> [Instruction]: Write out every line of the records below without changing a word, and leave the pictures out of your answer.

---------- Exercise inputs ----------

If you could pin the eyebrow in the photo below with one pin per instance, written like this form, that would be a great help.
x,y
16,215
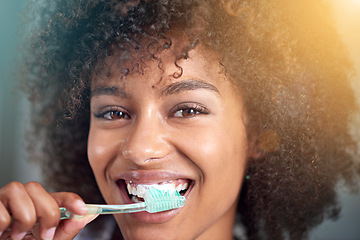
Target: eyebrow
x,y
108,90
187,85
171,89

----------

> [Solution to the problem]:
If you could pin the eyebrow in the photo below with one pin per instance, written like this form, that would be a great help.
x,y
16,215
Target: eyebrow
x,y
108,90
187,85
171,89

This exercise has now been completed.